*Краткое задание:*
Извлеките из текста о храмовой архитектуре фрагмент от слов «Одним из признаков» до слов «его духовному назначению.» без каких-либо изменений.

┌─ Источник

Одним из признаков нового стало строительство известной церкви в Абрамцеве по проекту В.М. Васнецова и В.Д. Поленова в 1881-1882 гг. Но это был частный эксперимент, не сопровождавшийся какими-то программными декларациями.
Первой публичной констатацией проблемы стало выступление А.В. Щусева в Обществе архитекторов, опубликованное затем журналом «Зодчий»: «Мысли о свободе творчества в религиозной архитектуре». Щусев ставил вопрос о необходимости поиска образа храма, отвечающего его духовному назначению.
Можно выделить у него две не вполне согласующиеся друг с другом мысли. Во-первых, поиск образа не может быть стеснен канонами или обычаем, поскольку выражение духовного начала требует свободного движения духа художника, свободы творчества. Эта мысль зафиксирована в названии статьи.
Она иллюстрируется примером строительства Софии Константинопольской, не имевшей прямого предшественника и возникшей в результате смелого использования весьма далеких прототипов: «Император Юстиниан при строительстве Св. Софии в Константинополе пожелал создать небывалый по величине храм и требовал от зодчих небывалого, нового. Он требовал от них свободной творческой фантазии, и зодчие дали ее ему.

└─
┌─ Перечень данных

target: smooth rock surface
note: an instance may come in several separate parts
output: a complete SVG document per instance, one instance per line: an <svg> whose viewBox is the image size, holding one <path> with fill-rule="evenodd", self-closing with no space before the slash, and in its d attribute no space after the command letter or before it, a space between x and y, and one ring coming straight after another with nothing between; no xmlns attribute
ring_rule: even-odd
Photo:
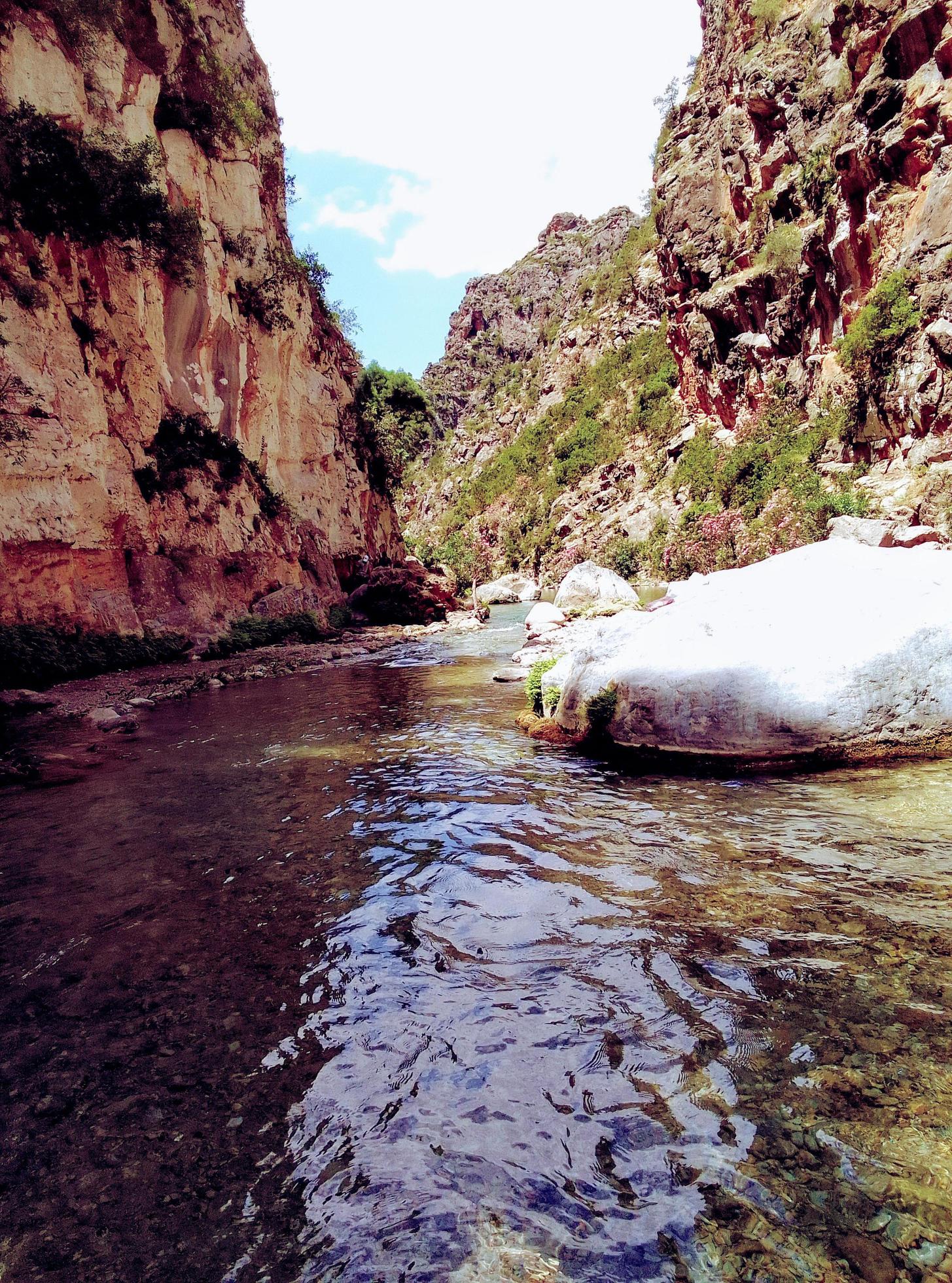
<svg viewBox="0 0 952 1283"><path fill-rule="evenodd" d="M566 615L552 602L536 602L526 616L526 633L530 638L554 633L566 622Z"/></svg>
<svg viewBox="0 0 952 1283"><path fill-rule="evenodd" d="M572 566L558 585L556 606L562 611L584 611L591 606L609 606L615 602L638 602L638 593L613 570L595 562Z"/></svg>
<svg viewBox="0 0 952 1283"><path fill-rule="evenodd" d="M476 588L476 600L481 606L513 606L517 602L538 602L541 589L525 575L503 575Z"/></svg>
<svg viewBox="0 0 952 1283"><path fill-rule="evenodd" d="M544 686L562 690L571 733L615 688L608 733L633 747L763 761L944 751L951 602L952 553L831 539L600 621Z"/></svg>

└─
┌─ Перечень данных

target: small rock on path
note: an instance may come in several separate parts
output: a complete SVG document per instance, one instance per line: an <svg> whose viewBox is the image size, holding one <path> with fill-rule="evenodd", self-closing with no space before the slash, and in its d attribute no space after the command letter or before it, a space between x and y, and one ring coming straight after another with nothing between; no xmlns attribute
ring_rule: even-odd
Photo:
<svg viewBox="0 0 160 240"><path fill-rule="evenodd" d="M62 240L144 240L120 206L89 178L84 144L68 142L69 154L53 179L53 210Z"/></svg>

└─
┌─ Перечень данных

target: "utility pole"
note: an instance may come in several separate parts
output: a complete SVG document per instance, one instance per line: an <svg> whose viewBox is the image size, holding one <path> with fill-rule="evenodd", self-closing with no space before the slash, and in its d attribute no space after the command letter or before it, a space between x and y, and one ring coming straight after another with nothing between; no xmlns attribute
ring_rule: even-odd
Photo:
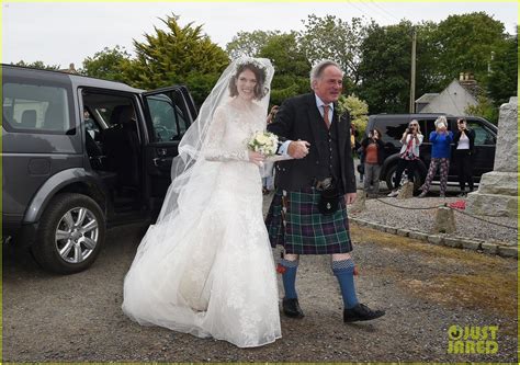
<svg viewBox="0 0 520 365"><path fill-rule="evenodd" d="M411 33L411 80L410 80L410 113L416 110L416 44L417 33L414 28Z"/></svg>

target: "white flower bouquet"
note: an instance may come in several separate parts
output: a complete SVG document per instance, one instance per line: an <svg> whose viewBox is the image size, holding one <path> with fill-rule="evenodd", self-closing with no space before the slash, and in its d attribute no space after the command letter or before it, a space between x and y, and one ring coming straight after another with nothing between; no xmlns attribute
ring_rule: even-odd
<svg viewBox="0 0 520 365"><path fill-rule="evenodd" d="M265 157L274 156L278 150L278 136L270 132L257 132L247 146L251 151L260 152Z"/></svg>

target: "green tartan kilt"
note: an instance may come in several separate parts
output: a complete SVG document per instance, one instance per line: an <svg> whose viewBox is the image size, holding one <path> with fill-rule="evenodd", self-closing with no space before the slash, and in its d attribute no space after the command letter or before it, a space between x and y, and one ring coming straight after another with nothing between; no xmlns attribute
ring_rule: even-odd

└─

*Решение задания:*
Одним из признаков нового стало строительство известной церкви в Абрамцеве по проекту В.М. Васнецова и В.Д. Поленова в 1881-1882 гг. Но это был частный эксперимент, не сопровождавшийся какими-то программными декларациями.
Первой публичной констатацией проблемы стало выступление А.В. Щусева в Обществе архитекторов, опубликованное затем журналом «Зодчий»: «Мысли о свободе творчества в религиозной архитектуре». Щусев ставил вопрос о необходимости поиска образа храма, отвечающего его духовному назначению.